### WORK INSTRUCTIONS
Write out, without any change, the lines in the material below that run from the line with "positive clicks: (306, 117) (299, 120)" through the line with "positive clicks: (221, 137)", both included.

### RECORDS
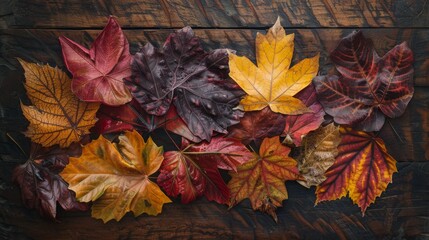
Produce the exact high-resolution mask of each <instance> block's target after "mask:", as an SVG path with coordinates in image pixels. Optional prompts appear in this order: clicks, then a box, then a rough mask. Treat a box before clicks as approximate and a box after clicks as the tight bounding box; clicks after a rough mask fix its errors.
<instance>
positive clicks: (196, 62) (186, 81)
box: [126, 27, 243, 141]
mask: <svg viewBox="0 0 429 240" xmlns="http://www.w3.org/2000/svg"><path fill="white" fill-rule="evenodd" d="M126 83H127V86H128V87H129V89H130V91H131V93H132V94H133V96H134V98H135V99H136V100H137V101H138V102H139V103H140V105H141V106H142V108H143V109H144V110H145V111H146V112H147V113H149V114H152V115H157V116H162V115H165V114H166V113H167V111H168V110H169V109H170V106H171V104H174V106H175V107H176V110H177V113H178V115H179V116H180V118H181V119H182V120H183V121H184V122H185V123H186V125H187V126H188V128H189V130H190V131H191V132H192V134H193V135H195V136H197V137H199V138H201V139H203V140H207V141H210V139H211V137H212V135H213V132H219V133H227V131H226V128H227V127H228V126H231V125H233V124H236V123H238V121H239V118H240V117H242V116H243V113H242V112H241V111H240V110H239V109H238V108H236V107H237V105H238V104H239V101H240V97H241V96H242V95H243V92H242V90H241V89H240V88H239V87H238V86H237V85H236V84H235V83H234V82H233V81H232V80H231V79H229V78H228V55H227V52H226V50H225V49H217V50H214V51H212V52H209V53H207V52H205V51H204V50H203V49H202V47H201V45H200V41H199V39H198V38H197V37H195V36H194V33H193V31H192V29H191V28H190V27H185V28H183V29H181V30H179V31H177V32H176V33H173V34H170V36H169V37H168V38H167V40H166V42H165V43H164V45H163V47H162V50H158V49H156V48H155V47H154V46H152V45H151V44H150V43H148V44H146V45H145V46H144V47H143V48H142V49H141V50H140V51H139V52H137V53H136V54H135V55H134V58H133V61H132V76H131V78H130V79H129V81H126ZM173 99H174V101H173Z"/></svg>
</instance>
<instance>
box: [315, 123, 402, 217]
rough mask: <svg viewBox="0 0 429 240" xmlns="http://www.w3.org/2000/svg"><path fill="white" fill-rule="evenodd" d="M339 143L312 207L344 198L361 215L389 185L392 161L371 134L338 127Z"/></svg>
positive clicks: (395, 162) (387, 153)
mask: <svg viewBox="0 0 429 240" xmlns="http://www.w3.org/2000/svg"><path fill="white" fill-rule="evenodd" d="M340 133H341V134H342V140H341V143H340V145H339V146H338V152H339V153H338V156H337V158H336V159H335V162H334V164H333V165H332V166H331V167H330V168H329V169H328V171H327V172H326V174H325V176H326V178H327V179H326V180H325V181H324V182H323V183H321V184H320V185H319V186H318V187H317V189H316V196H317V199H316V204H317V203H319V202H322V201H327V200H335V199H339V198H341V197H344V196H346V194H347V193H348V194H349V196H350V198H351V199H352V200H353V202H354V203H355V204H357V205H358V206H359V207H360V208H361V210H362V214H364V213H365V210H366V208H367V207H368V206H369V205H370V204H371V203H373V202H374V201H375V198H376V197H378V196H380V195H381V193H382V192H383V191H384V190H385V189H386V188H387V185H388V184H389V183H390V182H392V175H393V173H394V172H397V169H396V161H395V159H394V158H393V157H392V156H390V155H389V153H388V152H387V149H386V146H385V145H384V142H383V140H382V139H381V138H378V137H376V136H375V135H374V134H373V133H366V132H362V131H355V130H352V129H350V128H340Z"/></svg>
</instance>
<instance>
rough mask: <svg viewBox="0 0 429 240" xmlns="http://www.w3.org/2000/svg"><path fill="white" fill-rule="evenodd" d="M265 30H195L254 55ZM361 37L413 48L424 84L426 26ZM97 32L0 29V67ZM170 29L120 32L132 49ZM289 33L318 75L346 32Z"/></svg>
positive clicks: (368, 35)
mask: <svg viewBox="0 0 429 240" xmlns="http://www.w3.org/2000/svg"><path fill="white" fill-rule="evenodd" d="M264 31H265V30H251V29H247V30H236V29H224V30H219V29H197V30H195V32H196V34H197V36H199V37H200V38H201V39H202V42H203V44H204V45H205V47H206V48H207V49H215V48H221V47H224V48H230V49H235V50H236V51H237V53H238V54H239V55H246V56H248V57H250V58H254V56H255V54H254V49H255V47H254V44H255V40H254V39H255V36H256V33H257V32H264ZM363 31H364V33H365V35H366V36H367V37H370V38H372V39H373V41H374V44H375V48H376V50H377V52H378V53H379V55H383V54H385V53H386V52H387V51H388V50H390V49H391V48H392V47H394V46H395V45H396V44H399V43H401V42H402V41H407V42H408V44H409V46H410V48H411V49H412V50H413V51H414V58H415V62H414V69H415V74H414V81H415V85H416V86H429V58H428V57H427V56H429V29H423V30H415V29H365V30H363ZM99 32H100V31H99V30H0V65H4V66H7V67H9V68H14V67H16V66H17V64H18V62H17V61H16V60H15V59H14V58H15V57H21V58H24V59H26V60H29V61H40V62H50V63H53V64H56V65H59V66H62V65H63V63H62V61H61V54H60V51H61V50H60V46H59V43H58V36H61V35H65V36H67V37H69V38H71V39H73V40H75V41H76V42H79V43H81V44H83V45H86V46H89V45H90V43H91V42H92V41H93V39H94V37H95V36H96V35H97V34H98V33H99ZM171 32H173V30H126V31H125V33H126V35H127V37H128V39H129V42H130V44H131V51H132V52H135V51H137V49H138V48H139V45H141V44H145V43H147V42H151V43H153V44H154V45H158V46H159V45H162V43H163V42H164V41H165V39H166V37H167V36H168V34H170V33H171ZM288 32H289V33H295V60H299V59H302V58H305V57H310V56H313V55H314V54H316V53H317V52H320V53H321V61H320V66H321V71H320V72H321V73H322V74H323V73H325V72H327V71H328V70H329V69H330V68H331V67H332V65H331V64H330V62H329V61H328V55H329V53H330V52H331V51H332V50H333V49H334V48H335V47H336V45H337V44H338V42H339V40H340V39H341V38H342V37H344V36H346V35H348V34H350V33H351V32H352V30H351V29H290V30H288Z"/></svg>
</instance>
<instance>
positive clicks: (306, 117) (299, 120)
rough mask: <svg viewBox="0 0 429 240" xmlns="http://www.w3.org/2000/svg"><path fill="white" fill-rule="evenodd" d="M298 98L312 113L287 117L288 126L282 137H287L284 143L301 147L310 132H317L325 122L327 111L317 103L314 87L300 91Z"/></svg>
mask: <svg viewBox="0 0 429 240" xmlns="http://www.w3.org/2000/svg"><path fill="white" fill-rule="evenodd" d="M295 97H296V98H299V99H300V100H301V101H302V102H303V103H304V104H305V105H306V106H307V107H308V108H309V109H311V111H312V112H310V113H304V114H301V115H287V116H286V117H285V120H286V124H285V128H284V131H283V134H282V136H285V137H286V138H285V140H284V141H283V143H287V144H289V145H291V144H292V143H293V144H295V146H301V141H302V139H303V137H305V136H306V135H307V134H308V133H309V132H311V131H313V130H316V129H317V128H319V126H320V125H321V124H322V122H323V121H324V118H323V117H324V116H325V111H323V107H322V105H320V103H319V102H318V101H317V98H316V91H315V90H314V87H313V86H312V85H310V86H308V87H306V88H305V89H303V90H302V91H300V92H299V93H298V94H297V95H295Z"/></svg>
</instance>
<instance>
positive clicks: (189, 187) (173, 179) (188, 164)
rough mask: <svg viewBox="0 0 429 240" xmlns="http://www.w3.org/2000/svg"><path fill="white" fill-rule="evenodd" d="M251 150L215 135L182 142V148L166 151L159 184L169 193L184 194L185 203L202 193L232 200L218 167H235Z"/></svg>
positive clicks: (221, 137)
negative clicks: (215, 135) (213, 135)
mask: <svg viewBox="0 0 429 240" xmlns="http://www.w3.org/2000/svg"><path fill="white" fill-rule="evenodd" d="M249 154H250V155H251V153H250V152H249V151H248V150H247V148H246V147H244V146H243V145H242V144H240V143H239V142H238V141H234V140H230V139H224V138H222V137H217V138H213V139H212V141H211V142H210V143H201V144H199V145H190V144H189V142H187V141H186V140H185V139H183V141H182V150H181V151H169V152H166V153H164V162H163V163H162V165H161V168H160V174H159V176H158V180H157V182H158V185H159V186H161V187H162V188H163V189H164V191H165V192H166V193H167V195H169V196H172V197H177V196H178V195H179V194H180V195H181V201H182V203H190V202H192V201H194V200H195V199H196V198H197V197H199V196H203V195H204V196H206V198H207V199H208V200H210V201H216V202H218V203H220V204H224V203H227V202H228V200H229V190H228V187H227V186H226V184H225V182H224V181H223V179H222V177H221V175H220V173H219V170H218V167H219V168H226V169H235V167H236V166H237V164H239V163H242V162H245V161H246V160H247V158H248V156H249Z"/></svg>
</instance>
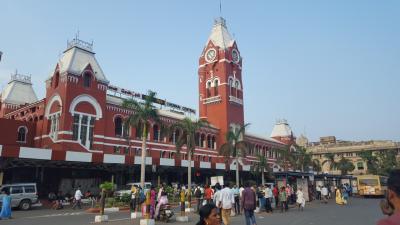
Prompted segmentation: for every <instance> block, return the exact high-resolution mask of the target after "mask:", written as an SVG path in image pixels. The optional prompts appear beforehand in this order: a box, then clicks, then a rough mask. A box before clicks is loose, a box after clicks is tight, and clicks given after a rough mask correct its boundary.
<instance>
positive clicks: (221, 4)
mask: <svg viewBox="0 0 400 225" xmlns="http://www.w3.org/2000/svg"><path fill="white" fill-rule="evenodd" d="M219 16H220V17H222V0H219Z"/></svg>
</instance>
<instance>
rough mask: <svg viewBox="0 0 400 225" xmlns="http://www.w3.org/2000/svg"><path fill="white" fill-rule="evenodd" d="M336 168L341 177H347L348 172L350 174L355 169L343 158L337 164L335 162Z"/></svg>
mask: <svg viewBox="0 0 400 225" xmlns="http://www.w3.org/2000/svg"><path fill="white" fill-rule="evenodd" d="M336 167H337V169H338V170H340V174H341V175H347V174H348V172H351V171H353V170H354V169H355V166H354V164H353V163H352V162H351V161H350V160H349V159H346V158H345V157H343V156H342V158H341V159H340V160H339V162H337V164H336Z"/></svg>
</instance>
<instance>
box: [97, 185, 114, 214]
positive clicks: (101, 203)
mask: <svg viewBox="0 0 400 225" xmlns="http://www.w3.org/2000/svg"><path fill="white" fill-rule="evenodd" d="M113 187H114V184H113V183H112V182H104V183H102V184H100V189H101V197H100V215H104V207H105V205H106V194H107V193H108V192H109V191H111V190H112V189H113Z"/></svg>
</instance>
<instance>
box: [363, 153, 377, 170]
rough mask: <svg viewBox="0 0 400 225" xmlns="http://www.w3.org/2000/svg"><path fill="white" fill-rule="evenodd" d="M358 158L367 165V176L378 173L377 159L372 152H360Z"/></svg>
mask: <svg viewBox="0 0 400 225" xmlns="http://www.w3.org/2000/svg"><path fill="white" fill-rule="evenodd" d="M359 156H360V157H361V159H362V160H363V161H364V162H365V163H366V164H367V172H368V173H369V174H377V173H378V157H376V156H375V155H374V153H373V152H372V151H361V152H360V153H359Z"/></svg>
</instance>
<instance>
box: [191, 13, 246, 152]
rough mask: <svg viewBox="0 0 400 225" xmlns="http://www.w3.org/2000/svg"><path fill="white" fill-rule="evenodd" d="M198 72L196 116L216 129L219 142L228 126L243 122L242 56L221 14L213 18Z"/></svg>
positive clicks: (235, 128) (221, 142) (239, 126)
mask: <svg viewBox="0 0 400 225" xmlns="http://www.w3.org/2000/svg"><path fill="white" fill-rule="evenodd" d="M198 74H199V112H200V118H201V119H206V120H207V121H208V122H210V124H212V125H213V126H215V127H217V128H219V129H220V135H219V138H218V142H217V143H218V145H221V144H222V143H225V141H226V140H225V135H226V133H227V132H228V131H229V129H230V128H234V129H236V128H238V127H240V126H242V125H243V124H244V113H243V83H242V57H241V55H240V52H239V49H238V47H237V44H236V41H235V40H234V39H233V38H232V36H231V35H230V34H229V32H228V29H227V26H226V21H225V19H224V18H222V17H220V18H217V19H215V21H214V26H213V28H212V31H211V34H210V36H209V38H208V40H207V43H206V46H205V47H204V49H203V52H202V53H201V56H200V59H199V71H198Z"/></svg>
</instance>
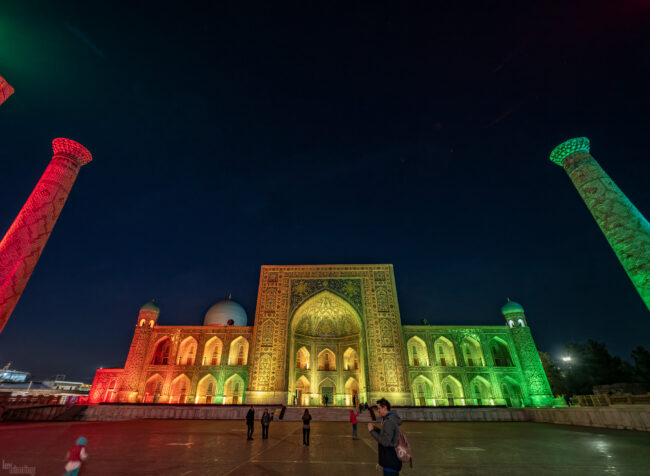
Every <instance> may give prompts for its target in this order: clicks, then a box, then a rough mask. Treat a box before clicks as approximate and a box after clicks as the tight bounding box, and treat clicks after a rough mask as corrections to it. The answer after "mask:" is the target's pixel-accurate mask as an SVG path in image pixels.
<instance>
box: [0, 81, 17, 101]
mask: <svg viewBox="0 0 650 476" xmlns="http://www.w3.org/2000/svg"><path fill="white" fill-rule="evenodd" d="M13 93H14V88H12V87H11V84H9V83H8V82H7V81H6V80H5V79H4V78H3V77H2V76H0V104H2V103H3V102H5V101H6V100H7V98H8V97H9V96H11V95H12V94H13Z"/></svg>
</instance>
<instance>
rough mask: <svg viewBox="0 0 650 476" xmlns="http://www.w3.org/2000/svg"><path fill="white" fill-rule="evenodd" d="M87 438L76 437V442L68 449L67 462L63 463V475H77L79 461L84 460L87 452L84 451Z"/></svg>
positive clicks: (80, 462)
mask: <svg viewBox="0 0 650 476" xmlns="http://www.w3.org/2000/svg"><path fill="white" fill-rule="evenodd" d="M87 443H88V440H86V438H84V437H83V436H81V437H79V438H78V439H77V443H76V444H75V445H74V446H73V447H72V448H71V449H70V451H68V458H67V459H68V462H67V463H66V465H65V468H63V469H65V471H66V473H65V476H77V475H78V474H79V469H80V468H81V463H82V462H83V461H86V458H88V453H86V444H87Z"/></svg>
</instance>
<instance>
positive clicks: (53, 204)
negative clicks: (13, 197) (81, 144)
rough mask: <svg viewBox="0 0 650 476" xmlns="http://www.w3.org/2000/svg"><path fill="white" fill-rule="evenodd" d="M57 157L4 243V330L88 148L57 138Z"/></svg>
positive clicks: (70, 187)
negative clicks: (87, 148) (10, 315)
mask: <svg viewBox="0 0 650 476" xmlns="http://www.w3.org/2000/svg"><path fill="white" fill-rule="evenodd" d="M52 149H53V151H54V156H53V157H52V160H51V161H50V164H49V165H48V166H47V168H46V169H45V172H44V173H43V176H42V177H41V179H40V180H39V181H38V183H37V184H36V187H34V190H33V191H32V193H31V195H30V196H29V198H28V199H27V202H25V205H24V206H23V208H22V209H21V210H20V213H18V216H17V217H16V219H15V220H14V222H13V223H12V225H11V227H10V228H9V231H8V232H7V234H6V235H5V236H4V238H3V239H2V241H1V242H0V332H2V329H3V328H4V326H5V324H6V323H7V320H8V319H9V316H10V315H11V313H12V312H13V310H14V307H16V303H17V302H18V299H20V296H21V295H22V293H23V290H24V289H25V285H26V284H27V281H28V280H29V277H30V276H31V274H32V272H33V271H34V267H35V266H36V262H37V261H38V258H39V257H40V256H41V253H42V252H43V248H44V247H45V243H47V239H48V238H49V237H50V233H52V229H53V228H54V225H55V224H56V220H57V219H58V218H59V214H60V213H61V210H62V209H63V205H65V201H66V200H67V198H68V195H69V194H70V190H71V189H72V185H73V184H74V181H75V179H76V178H77V174H78V173H79V169H80V168H81V166H83V165H85V164H87V163H88V162H90V161H91V160H92V156H91V155H90V152H89V151H88V149H86V148H85V147H84V146H82V145H81V144H78V143H77V142H75V141H73V140H70V139H54V141H53V142H52Z"/></svg>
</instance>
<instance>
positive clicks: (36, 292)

### PROBLEM SOLUTION
positive clicks: (306, 117) (299, 120)
rough mask: <svg viewBox="0 0 429 240" xmlns="http://www.w3.org/2000/svg"><path fill="white" fill-rule="evenodd" d="M298 98L312 113L287 117L288 126L282 137H287L284 143L301 147L310 132H317L325 122L327 111L317 103L314 87L300 91Z"/></svg>
mask: <svg viewBox="0 0 429 240" xmlns="http://www.w3.org/2000/svg"><path fill="white" fill-rule="evenodd" d="M295 97H296V98H299V99H300V100H301V101H302V102H303V103H304V104H305V105H306V106H307V107H308V108H309V109H311V111H312V112H310V113H304V114H301V115H287V116H286V117H285V120H286V124H285V128H284V131H283V134H282V136H285V137H286V138H285V140H284V141H283V143H287V144H289V145H291V144H292V143H293V144H295V146H301V141H302V139H303V137H305V136H306V135H307V134H308V133H309V132H311V131H313V130H316V129H317V128H319V126H320V125H321V124H322V122H323V121H324V118H323V117H324V116H325V111H323V107H322V105H320V103H319V102H318V101H317V98H316V91H315V90H314V87H313V86H312V85H310V86H308V87H306V88H305V89H303V90H302V91H300V92H299V93H298V94H297V95H295Z"/></svg>
</instance>
<instance>
positive clicks: (189, 187) (173, 179) (188, 164)
rough mask: <svg viewBox="0 0 429 240" xmlns="http://www.w3.org/2000/svg"><path fill="white" fill-rule="evenodd" d="M251 150L215 135L182 142V148L166 151L159 184L169 193L184 194L185 203L202 193L232 200L218 167H235Z"/></svg>
positive clicks: (221, 137)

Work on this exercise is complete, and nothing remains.